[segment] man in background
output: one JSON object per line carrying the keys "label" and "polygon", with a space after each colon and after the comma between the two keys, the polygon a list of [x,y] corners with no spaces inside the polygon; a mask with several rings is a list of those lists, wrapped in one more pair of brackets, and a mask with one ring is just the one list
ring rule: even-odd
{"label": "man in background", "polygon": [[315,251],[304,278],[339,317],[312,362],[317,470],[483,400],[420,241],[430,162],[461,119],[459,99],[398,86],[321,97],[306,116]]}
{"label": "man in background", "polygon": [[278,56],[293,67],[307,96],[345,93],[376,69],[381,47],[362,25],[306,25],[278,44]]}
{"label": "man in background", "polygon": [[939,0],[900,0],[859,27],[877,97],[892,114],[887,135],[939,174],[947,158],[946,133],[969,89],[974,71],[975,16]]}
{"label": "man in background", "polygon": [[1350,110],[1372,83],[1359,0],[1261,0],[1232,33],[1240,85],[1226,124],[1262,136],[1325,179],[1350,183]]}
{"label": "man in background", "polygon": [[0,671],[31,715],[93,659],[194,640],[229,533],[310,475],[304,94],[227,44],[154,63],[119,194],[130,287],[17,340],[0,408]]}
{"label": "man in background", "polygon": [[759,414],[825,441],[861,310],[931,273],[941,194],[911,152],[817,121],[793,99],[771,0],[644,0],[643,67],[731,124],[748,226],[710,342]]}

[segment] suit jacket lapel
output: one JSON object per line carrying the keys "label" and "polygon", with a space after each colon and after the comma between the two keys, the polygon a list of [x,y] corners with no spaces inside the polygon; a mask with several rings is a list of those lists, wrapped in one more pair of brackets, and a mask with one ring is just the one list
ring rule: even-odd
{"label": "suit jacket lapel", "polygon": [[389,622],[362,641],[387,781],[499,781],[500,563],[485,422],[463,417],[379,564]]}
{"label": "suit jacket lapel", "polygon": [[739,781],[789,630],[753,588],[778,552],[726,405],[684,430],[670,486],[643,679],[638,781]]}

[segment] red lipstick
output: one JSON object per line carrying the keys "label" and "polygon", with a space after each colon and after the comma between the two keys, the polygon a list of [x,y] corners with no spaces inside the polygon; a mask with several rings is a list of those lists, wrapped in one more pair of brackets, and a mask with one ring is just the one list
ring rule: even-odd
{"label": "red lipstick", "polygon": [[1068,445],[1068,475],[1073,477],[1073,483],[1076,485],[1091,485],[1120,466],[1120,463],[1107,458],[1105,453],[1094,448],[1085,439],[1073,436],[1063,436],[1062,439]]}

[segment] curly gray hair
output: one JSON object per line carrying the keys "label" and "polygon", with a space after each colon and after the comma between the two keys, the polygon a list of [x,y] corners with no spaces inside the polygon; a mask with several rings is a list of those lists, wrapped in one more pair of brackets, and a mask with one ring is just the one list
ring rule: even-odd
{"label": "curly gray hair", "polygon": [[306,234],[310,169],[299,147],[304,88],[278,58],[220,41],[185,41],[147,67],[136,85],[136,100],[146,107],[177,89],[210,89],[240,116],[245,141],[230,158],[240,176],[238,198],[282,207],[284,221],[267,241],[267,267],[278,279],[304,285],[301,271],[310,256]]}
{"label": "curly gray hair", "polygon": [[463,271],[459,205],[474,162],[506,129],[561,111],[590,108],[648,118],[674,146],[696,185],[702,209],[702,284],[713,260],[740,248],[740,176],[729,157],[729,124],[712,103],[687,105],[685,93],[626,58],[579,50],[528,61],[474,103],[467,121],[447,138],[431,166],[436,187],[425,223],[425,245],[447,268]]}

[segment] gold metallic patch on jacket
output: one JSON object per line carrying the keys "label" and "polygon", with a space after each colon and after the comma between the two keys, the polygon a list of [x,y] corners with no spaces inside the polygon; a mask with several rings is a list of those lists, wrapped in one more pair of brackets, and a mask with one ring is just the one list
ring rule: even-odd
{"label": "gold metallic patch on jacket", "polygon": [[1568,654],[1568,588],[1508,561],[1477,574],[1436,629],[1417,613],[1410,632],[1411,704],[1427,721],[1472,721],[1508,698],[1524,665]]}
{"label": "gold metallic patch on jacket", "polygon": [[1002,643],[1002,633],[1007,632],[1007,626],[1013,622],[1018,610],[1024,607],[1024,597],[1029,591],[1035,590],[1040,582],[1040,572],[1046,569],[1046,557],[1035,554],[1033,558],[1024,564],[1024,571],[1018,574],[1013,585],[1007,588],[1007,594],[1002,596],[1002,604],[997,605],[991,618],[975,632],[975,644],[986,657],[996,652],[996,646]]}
————
→ WHAT THIS TASK INVOLVES:
Reproduce all of the material above, replacing every "even-odd" with "nonzero" and leaving everything else unchanged.

→ TASK OUTPUT:
[segment] man in background
output: one JSON object per line carrying the keys "label" and "polygon", with a space after each colon and after the comma between the two keys, the polygon a list of [x,y] corners with no spaces inside the polygon; a mask with several rings is a list of those lists, wrapped in one more pair of brackets, and a mask with one ring is just the one list
ring rule: nonzero
{"label": "man in background", "polygon": [[315,251],[304,278],[339,317],[312,362],[317,470],[483,400],[420,241],[430,162],[461,119],[459,99],[398,86],[321,97],[306,116]]}
{"label": "man in background", "polygon": [[278,56],[293,67],[307,96],[345,93],[376,69],[381,47],[362,25],[306,25],[278,44]]}
{"label": "man in background", "polygon": [[939,0],[900,0],[859,27],[877,97],[892,114],[887,135],[939,174],[947,158],[946,133],[969,89],[974,71],[975,16]]}
{"label": "man in background", "polygon": [[1350,110],[1372,83],[1359,0],[1261,0],[1232,33],[1240,85],[1226,124],[1262,136],[1325,179],[1350,183]]}
{"label": "man in background", "polygon": [[0,671],[31,715],[93,659],[194,640],[229,533],[310,475],[304,94],[227,44],[154,63],[119,194],[130,287],[17,340],[0,408]]}
{"label": "man in background", "polygon": [[759,414],[825,441],[861,310],[931,273],[941,194],[911,152],[817,121],[793,99],[771,0],[644,0],[643,67],[731,124],[748,226],[710,342]]}

[segment] suit jacket lapel
output: one JSON object per line carrying the keys "label" and "polygon", with a space after each colon and after the comma between the two keys, the polygon a list of [x,y] corners with no spaces inside the polygon; a mask with several rings is a list of those lists, wrapped in one more pair of brackets, and a mask with one ring is just the one list
ring rule: nonzero
{"label": "suit jacket lapel", "polygon": [[389,622],[362,641],[387,781],[499,781],[500,563],[485,422],[463,417],[379,564]]}
{"label": "suit jacket lapel", "polygon": [[739,781],[789,630],[753,588],[778,552],[726,405],[684,430],[670,486],[643,679],[638,781]]}

[segment] red lipstick
output: one JSON object per line carrying the keys "label" and "polygon", with a space after each colon and after the comma between the two keys, the polygon a list of [x,y] corners with no spaces inside the polygon; a mask with several rings is a list of those lists, wrapped in one more pair of brackets, and a mask with one ring is just the one list
ring rule: nonzero
{"label": "red lipstick", "polygon": [[1068,445],[1068,475],[1073,477],[1073,483],[1076,485],[1091,485],[1120,466],[1120,463],[1107,458],[1105,453],[1094,448],[1085,439],[1073,436],[1063,436],[1062,439]]}

[segment] curly gray hair
output: one JSON object per line carrying the keys "label" and "polygon", with a space after each colon and after the comma between the two keys, the polygon a list of [x,y] corners with no spaces inside the polygon; a mask with several rings is a list of those lists, wrapped in one more pair of brackets, and a mask with one ring is just the one list
ring rule: nonzero
{"label": "curly gray hair", "polygon": [[306,234],[310,169],[299,147],[304,88],[278,58],[220,41],[185,41],[147,67],[136,85],[136,100],[146,107],[177,89],[210,89],[240,116],[245,141],[230,158],[240,176],[238,198],[282,207],[284,221],[267,241],[267,267],[278,279],[304,285],[301,271],[310,256]]}
{"label": "curly gray hair", "polygon": [[463,271],[459,205],[474,162],[506,129],[561,111],[590,108],[648,118],[674,146],[696,185],[702,209],[702,284],[713,260],[740,248],[740,176],[729,157],[729,124],[712,103],[687,105],[685,93],[626,58],[579,50],[528,61],[474,103],[467,121],[447,138],[431,166],[436,187],[425,223],[425,245],[447,268]]}

[segment] gold metallic patch on jacket
output: one JSON object per line carrying the keys "label" and "polygon", with a space after each colon and after the comma between the two keys, the polygon a list of [x,y] corners with no spaces inside the polygon; a mask with several rings is a list of those lists, wrapped in one more pair of brackets, and a mask with one ring is just the one list
ring rule: nonzero
{"label": "gold metallic patch on jacket", "polygon": [[1568,654],[1568,588],[1508,561],[1477,574],[1436,629],[1417,613],[1410,632],[1411,704],[1427,721],[1472,721],[1508,698],[1524,665]]}
{"label": "gold metallic patch on jacket", "polygon": [[1002,643],[1002,633],[1007,632],[1007,626],[1013,622],[1018,610],[1024,607],[1024,597],[1029,591],[1035,590],[1040,582],[1040,572],[1046,569],[1046,557],[1035,554],[1033,558],[1024,564],[1024,571],[1018,574],[1013,585],[1007,588],[1007,594],[1002,596],[1002,604],[997,605],[991,618],[975,632],[975,644],[986,657],[996,652],[996,646]]}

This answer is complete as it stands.